Entries supplied:
»»

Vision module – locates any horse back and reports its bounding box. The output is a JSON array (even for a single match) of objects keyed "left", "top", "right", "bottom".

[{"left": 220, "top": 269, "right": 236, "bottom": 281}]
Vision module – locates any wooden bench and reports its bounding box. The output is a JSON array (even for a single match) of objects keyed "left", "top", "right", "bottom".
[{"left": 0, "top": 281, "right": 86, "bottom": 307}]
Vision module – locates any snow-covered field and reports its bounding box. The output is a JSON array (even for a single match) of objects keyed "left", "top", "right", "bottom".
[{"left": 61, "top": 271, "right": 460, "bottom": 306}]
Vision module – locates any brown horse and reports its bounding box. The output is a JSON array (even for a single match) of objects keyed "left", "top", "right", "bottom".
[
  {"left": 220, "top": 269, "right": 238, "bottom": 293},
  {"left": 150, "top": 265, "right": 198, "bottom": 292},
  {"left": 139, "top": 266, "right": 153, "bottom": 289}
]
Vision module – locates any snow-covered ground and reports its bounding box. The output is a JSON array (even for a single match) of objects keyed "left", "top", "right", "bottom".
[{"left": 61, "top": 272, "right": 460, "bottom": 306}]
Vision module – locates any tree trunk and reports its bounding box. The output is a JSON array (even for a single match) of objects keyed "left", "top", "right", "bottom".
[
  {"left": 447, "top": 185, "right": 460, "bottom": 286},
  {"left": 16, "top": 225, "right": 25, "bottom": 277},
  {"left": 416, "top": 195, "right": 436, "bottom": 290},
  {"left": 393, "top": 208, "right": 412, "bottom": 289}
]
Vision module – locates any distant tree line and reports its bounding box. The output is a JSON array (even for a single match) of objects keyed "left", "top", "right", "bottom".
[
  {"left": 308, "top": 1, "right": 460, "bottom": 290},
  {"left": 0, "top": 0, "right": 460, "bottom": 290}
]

««

Keep only the lines of the items above that contain the string "tree", and copy each one. Case counts.

Vision module – locates any tree trunk and reports its bounding box. The output is a JSON array (even for a single match) of objects keyed "left", "top", "right", "bottom".
Vision module – locates any distant tree line and reports its bounding box. The output is a JSON array (even for a single match) of objects keyed "left", "top", "right", "bottom".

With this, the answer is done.